What this task involves: Copy out, word for word, the part of the records below that opens with the line containing "the dark bob" and closes with the line containing "Query: dark bob haircut", including both of those lines.

Material to process:

= = = = =

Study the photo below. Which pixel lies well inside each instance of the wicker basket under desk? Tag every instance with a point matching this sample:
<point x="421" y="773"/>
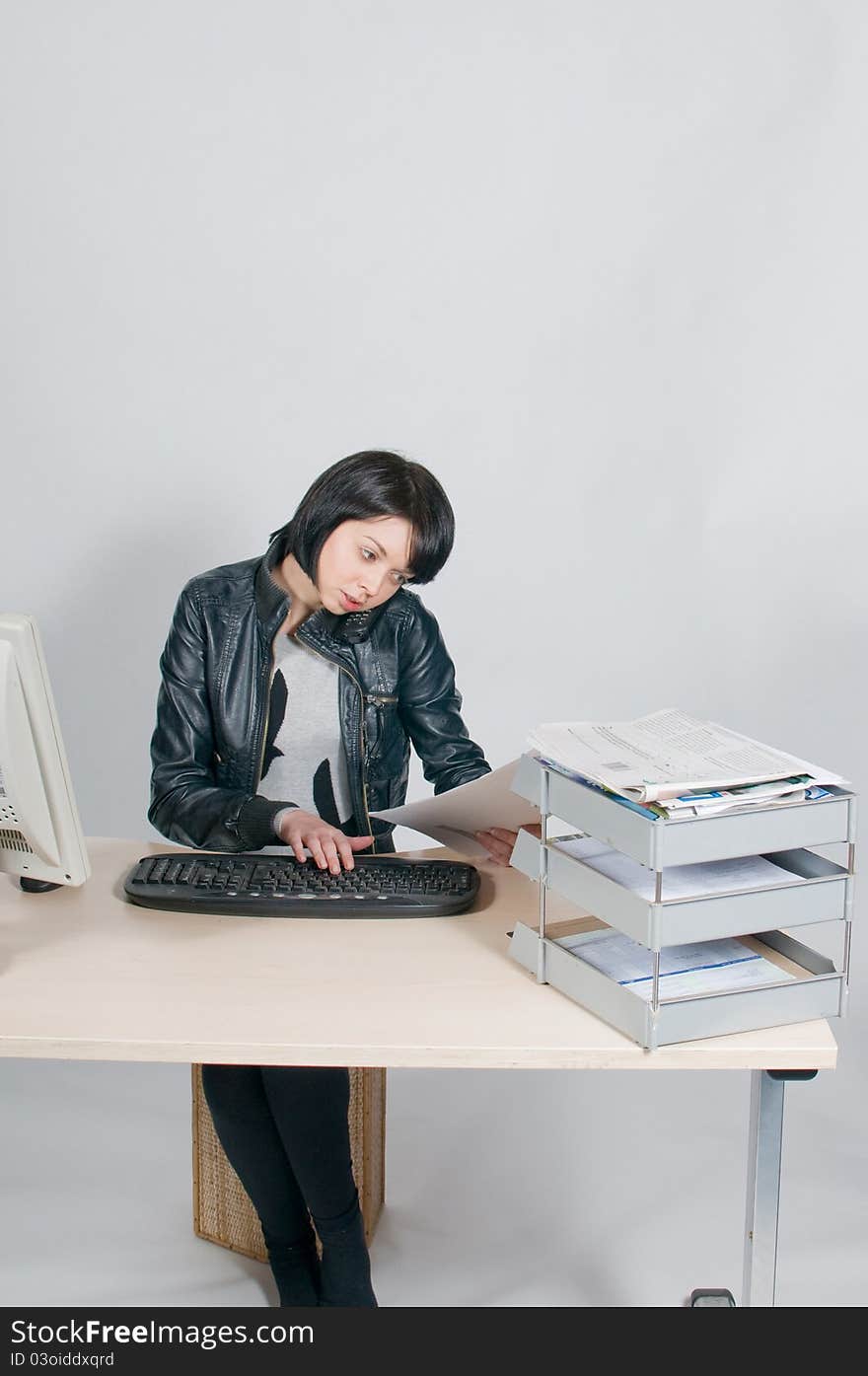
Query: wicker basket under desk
<point x="222" y="1209"/>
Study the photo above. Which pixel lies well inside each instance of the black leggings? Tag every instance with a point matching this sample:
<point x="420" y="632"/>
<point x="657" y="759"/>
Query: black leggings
<point x="283" y="1129"/>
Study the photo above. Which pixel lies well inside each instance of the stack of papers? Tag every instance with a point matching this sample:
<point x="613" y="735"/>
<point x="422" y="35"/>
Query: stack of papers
<point x="677" y="765"/>
<point x="686" y="971"/>
<point x="682" y="881"/>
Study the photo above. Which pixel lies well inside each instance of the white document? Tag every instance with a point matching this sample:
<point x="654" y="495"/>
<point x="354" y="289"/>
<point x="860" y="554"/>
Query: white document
<point x="682" y="881"/>
<point x="693" y="969"/>
<point x="452" y="818"/>
<point x="665" y="755"/>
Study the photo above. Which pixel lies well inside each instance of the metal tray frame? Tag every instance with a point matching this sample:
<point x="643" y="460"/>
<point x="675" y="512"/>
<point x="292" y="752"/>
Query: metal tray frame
<point x="784" y="834"/>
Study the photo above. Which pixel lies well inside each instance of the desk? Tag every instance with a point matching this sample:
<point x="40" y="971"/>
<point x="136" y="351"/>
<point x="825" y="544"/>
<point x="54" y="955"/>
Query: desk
<point x="88" y="976"/>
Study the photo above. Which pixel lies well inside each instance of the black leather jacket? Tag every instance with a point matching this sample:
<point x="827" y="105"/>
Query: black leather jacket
<point x="398" y="687"/>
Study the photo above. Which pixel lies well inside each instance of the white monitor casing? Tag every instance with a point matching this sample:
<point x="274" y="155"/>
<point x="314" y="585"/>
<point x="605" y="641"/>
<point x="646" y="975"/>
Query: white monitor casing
<point x="40" y="833"/>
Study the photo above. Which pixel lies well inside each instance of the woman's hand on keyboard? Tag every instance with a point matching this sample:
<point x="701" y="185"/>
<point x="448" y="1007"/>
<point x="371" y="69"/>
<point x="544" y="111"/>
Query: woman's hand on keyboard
<point x="329" y="846"/>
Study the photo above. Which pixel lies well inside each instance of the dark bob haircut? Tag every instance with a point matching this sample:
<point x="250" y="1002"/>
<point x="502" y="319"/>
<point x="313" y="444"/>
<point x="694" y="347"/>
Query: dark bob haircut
<point x="373" y="483"/>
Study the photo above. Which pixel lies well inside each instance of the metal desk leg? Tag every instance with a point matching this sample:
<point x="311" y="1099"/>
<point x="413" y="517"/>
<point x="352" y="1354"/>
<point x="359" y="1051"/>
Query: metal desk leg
<point x="766" y="1129"/>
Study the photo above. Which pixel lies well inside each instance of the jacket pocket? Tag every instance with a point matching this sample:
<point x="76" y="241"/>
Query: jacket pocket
<point x="382" y="724"/>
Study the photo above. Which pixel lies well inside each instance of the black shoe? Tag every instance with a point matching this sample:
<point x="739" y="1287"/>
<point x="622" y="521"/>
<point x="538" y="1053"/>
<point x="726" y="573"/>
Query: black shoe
<point x="296" y="1270"/>
<point x="344" y="1268"/>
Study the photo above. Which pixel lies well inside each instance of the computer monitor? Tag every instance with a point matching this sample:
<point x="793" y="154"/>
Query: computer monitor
<point x="40" y="833"/>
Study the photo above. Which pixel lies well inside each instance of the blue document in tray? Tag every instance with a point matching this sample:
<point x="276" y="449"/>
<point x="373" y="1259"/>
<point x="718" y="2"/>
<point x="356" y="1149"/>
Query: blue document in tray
<point x="692" y="969"/>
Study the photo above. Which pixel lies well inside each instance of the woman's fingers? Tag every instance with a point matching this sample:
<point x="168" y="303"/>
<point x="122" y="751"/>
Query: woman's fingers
<point x="498" y="842"/>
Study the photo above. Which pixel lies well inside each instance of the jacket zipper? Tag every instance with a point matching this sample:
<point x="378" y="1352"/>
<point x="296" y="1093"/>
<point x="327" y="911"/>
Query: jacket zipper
<point x="342" y="668"/>
<point x="261" y="749"/>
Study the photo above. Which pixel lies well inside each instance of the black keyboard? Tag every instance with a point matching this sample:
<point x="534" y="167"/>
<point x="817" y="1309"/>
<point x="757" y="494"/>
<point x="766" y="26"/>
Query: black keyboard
<point x="281" y="887"/>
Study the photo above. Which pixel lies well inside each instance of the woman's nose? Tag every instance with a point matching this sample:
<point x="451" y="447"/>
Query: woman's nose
<point x="369" y="582"/>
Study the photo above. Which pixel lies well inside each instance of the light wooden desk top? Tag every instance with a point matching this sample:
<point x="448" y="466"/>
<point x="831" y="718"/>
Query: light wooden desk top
<point x="84" y="975"/>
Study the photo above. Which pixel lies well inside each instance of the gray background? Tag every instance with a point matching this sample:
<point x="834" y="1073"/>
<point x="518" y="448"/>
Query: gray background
<point x="602" y="267"/>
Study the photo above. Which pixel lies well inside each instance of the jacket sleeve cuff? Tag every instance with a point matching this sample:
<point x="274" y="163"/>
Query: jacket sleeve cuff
<point x="254" y="826"/>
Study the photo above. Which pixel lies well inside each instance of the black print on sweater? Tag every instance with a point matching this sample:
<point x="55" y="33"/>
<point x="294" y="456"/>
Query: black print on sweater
<point x="277" y="710"/>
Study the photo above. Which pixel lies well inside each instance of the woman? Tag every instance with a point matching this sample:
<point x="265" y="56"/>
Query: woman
<point x="293" y="686"/>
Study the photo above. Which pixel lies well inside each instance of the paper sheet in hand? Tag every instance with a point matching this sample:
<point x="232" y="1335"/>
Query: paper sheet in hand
<point x="452" y="818"/>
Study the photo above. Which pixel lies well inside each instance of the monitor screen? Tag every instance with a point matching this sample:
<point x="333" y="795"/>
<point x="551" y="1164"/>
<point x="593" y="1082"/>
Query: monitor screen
<point x="40" y="833"/>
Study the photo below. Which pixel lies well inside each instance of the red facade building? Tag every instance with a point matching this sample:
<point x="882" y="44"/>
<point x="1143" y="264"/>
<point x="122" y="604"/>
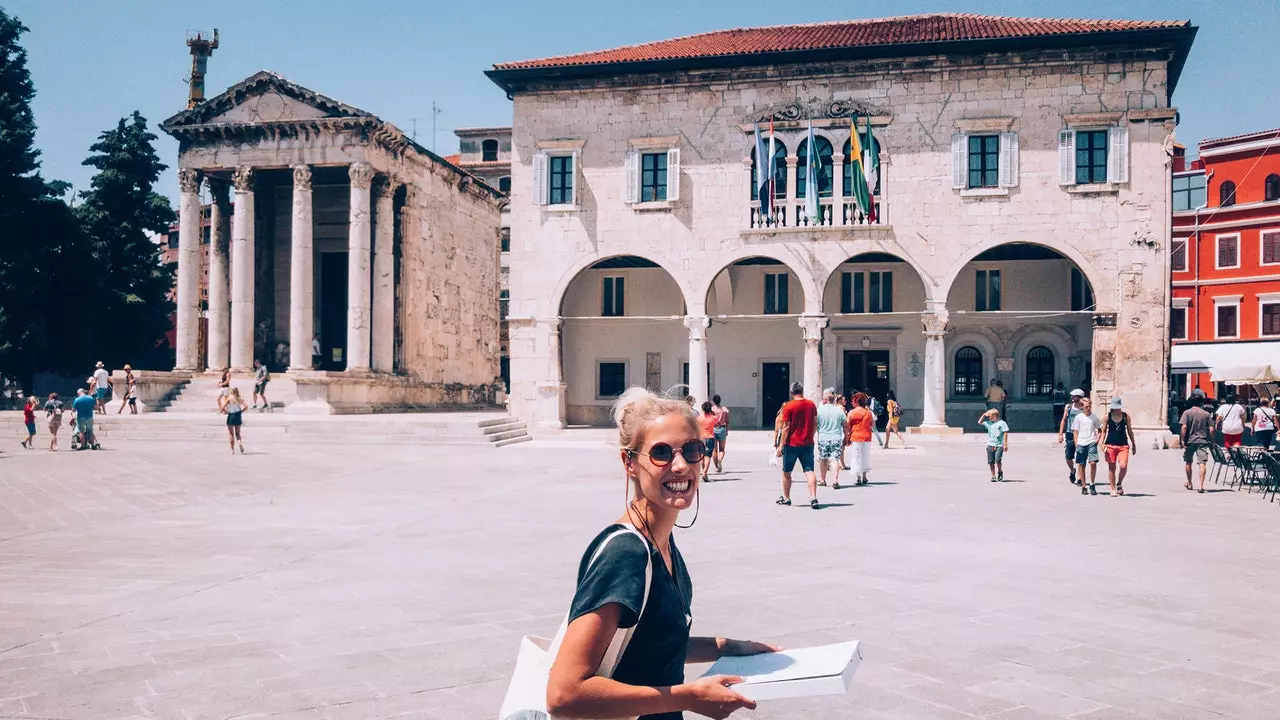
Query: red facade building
<point x="1225" y="260"/>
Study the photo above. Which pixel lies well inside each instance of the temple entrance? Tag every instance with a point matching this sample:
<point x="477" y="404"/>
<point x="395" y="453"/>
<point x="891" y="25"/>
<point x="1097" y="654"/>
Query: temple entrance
<point x="333" y="310"/>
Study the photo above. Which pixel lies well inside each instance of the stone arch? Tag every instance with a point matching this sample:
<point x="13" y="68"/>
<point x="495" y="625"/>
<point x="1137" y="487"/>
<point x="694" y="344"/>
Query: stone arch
<point x="812" y="294"/>
<point x="944" y="288"/>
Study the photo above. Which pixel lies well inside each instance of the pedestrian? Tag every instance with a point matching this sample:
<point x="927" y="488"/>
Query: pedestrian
<point x="131" y="392"/>
<point x="895" y="415"/>
<point x="101" y="387"/>
<point x="85" y="408"/>
<point x="260" y="378"/>
<point x="28" y="418"/>
<point x="1265" y="424"/>
<point x="234" y="410"/>
<point x="661" y="452"/>
<point x="1197" y="433"/>
<point x="54" y="413"/>
<point x="1086" y="428"/>
<point x="1118" y="443"/>
<point x="721" y="431"/>
<point x="1065" y="436"/>
<point x="997" y="443"/>
<point x="831" y="437"/>
<point x="862" y="423"/>
<point x="1229" y="418"/>
<point x="796" y="433"/>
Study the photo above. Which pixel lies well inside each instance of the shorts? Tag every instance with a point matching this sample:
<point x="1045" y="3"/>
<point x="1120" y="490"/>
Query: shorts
<point x="1116" y="455"/>
<point x="830" y="449"/>
<point x="1196" y="450"/>
<point x="1087" y="454"/>
<point x="804" y="454"/>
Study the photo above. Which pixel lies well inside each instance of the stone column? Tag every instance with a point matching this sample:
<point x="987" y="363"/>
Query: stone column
<point x="301" y="273"/>
<point x="219" y="277"/>
<point x="357" y="268"/>
<point x="187" y="311"/>
<point x="698" y="388"/>
<point x="384" y="279"/>
<point x="242" y="272"/>
<point x="935" y="369"/>
<point x="813" y="327"/>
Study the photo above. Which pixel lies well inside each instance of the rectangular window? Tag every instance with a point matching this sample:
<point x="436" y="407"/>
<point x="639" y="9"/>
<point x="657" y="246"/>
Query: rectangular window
<point x="1228" y="251"/>
<point x="1091" y="156"/>
<point x="776" y="294"/>
<point x="1082" y="295"/>
<point x="612" y="297"/>
<point x="983" y="160"/>
<point x="1270" y="318"/>
<point x="1178" y="256"/>
<point x="1178" y="323"/>
<point x="1270" y="247"/>
<point x="653" y="177"/>
<point x="1228" y="320"/>
<point x="561" y="186"/>
<point x="987" y="292"/>
<point x="612" y="379"/>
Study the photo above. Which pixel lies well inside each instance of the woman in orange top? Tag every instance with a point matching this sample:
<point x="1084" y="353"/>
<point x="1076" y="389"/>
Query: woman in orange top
<point x="707" y="420"/>
<point x="860" y="422"/>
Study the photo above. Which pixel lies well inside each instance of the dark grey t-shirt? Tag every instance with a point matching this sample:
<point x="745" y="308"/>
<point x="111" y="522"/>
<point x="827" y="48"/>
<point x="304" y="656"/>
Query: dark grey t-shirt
<point x="656" y="655"/>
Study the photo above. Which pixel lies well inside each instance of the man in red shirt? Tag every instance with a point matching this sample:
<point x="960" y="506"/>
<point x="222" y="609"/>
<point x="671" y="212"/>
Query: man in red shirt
<point x="796" y="436"/>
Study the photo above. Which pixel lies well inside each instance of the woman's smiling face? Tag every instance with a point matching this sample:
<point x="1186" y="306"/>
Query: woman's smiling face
<point x="670" y="487"/>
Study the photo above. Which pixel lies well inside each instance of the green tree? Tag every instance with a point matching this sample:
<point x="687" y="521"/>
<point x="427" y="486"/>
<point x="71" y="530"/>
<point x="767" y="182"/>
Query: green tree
<point x="123" y="214"/>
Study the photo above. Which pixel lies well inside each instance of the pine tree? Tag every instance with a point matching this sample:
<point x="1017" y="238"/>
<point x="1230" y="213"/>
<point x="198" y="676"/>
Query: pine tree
<point x="122" y="214"/>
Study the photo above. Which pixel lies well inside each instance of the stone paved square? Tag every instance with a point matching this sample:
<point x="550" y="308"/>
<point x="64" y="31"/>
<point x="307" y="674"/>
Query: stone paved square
<point x="352" y="582"/>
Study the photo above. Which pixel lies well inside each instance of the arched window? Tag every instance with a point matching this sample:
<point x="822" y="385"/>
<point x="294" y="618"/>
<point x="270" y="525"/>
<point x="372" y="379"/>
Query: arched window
<point x="822" y="149"/>
<point x="1226" y="194"/>
<point x="1040" y="372"/>
<point x="968" y="370"/>
<point x="780" y="171"/>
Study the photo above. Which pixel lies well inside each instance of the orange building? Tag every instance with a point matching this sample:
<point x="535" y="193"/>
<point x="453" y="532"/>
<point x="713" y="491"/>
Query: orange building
<point x="1225" y="260"/>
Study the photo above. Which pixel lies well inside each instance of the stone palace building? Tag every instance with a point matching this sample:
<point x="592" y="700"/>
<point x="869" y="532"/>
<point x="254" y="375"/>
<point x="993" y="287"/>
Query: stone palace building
<point x="1020" y="224"/>
<point x="343" y="231"/>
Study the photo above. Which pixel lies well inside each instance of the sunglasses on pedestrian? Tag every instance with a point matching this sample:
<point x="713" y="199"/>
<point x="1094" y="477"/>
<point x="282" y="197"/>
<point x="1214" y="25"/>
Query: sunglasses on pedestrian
<point x="662" y="454"/>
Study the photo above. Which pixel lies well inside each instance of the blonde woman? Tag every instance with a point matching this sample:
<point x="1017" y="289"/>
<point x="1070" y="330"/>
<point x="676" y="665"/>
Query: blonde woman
<point x="661" y="452"/>
<point x="234" y="410"/>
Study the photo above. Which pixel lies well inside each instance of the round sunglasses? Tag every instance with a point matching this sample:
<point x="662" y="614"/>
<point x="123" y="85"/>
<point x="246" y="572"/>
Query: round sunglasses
<point x="662" y="454"/>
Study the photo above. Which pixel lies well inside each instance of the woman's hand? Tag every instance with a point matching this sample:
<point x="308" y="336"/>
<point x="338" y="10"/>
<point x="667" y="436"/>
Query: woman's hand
<point x="713" y="697"/>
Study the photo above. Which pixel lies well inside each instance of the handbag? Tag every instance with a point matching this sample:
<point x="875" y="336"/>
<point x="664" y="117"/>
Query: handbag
<point x="526" y="695"/>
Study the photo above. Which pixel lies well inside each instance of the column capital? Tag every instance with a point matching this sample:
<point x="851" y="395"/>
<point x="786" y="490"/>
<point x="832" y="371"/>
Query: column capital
<point x="243" y="178"/>
<point x="813" y="327"/>
<point x="301" y="177"/>
<point x="361" y="174"/>
<point x="188" y="180"/>
<point x="936" y="323"/>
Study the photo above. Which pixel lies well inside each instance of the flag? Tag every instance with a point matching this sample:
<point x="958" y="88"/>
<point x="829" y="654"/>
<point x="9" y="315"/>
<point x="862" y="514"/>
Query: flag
<point x="763" y="174"/>
<point x="812" y="209"/>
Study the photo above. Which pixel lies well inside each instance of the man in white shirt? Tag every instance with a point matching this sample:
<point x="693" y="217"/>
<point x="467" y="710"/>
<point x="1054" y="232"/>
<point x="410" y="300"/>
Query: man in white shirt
<point x="1230" y="419"/>
<point x="1084" y="431"/>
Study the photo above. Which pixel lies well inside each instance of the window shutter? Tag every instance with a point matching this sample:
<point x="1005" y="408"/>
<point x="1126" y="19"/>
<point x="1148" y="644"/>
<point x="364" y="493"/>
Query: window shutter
<point x="540" y="178"/>
<point x="1066" y="156"/>
<point x="673" y="174"/>
<point x="632" y="172"/>
<point x="1118" y="154"/>
<point x="959" y="163"/>
<point x="1009" y="159"/>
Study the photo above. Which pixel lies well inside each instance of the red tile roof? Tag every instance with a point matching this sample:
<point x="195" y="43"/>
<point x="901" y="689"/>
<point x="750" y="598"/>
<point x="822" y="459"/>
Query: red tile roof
<point x="941" y="27"/>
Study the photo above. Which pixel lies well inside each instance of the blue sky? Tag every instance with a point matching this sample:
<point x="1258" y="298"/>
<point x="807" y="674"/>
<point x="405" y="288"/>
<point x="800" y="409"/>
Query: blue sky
<point x="96" y="60"/>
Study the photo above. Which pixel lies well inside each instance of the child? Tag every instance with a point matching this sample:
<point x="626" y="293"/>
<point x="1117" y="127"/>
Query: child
<point x="997" y="443"/>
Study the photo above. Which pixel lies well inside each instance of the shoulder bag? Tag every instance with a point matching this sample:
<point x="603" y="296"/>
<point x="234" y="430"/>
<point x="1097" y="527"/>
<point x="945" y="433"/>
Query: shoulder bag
<point x="526" y="695"/>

= = = = =

Full solution:
Study the photo above. Which pixel lies well inside each instance of the dark bob haircut? Tag every instance with a point matching this sample:
<point x="250" y="1002"/>
<point x="502" y="319"/>
<point x="313" y="444"/>
<point x="694" y="347"/>
Query: dark bob haircut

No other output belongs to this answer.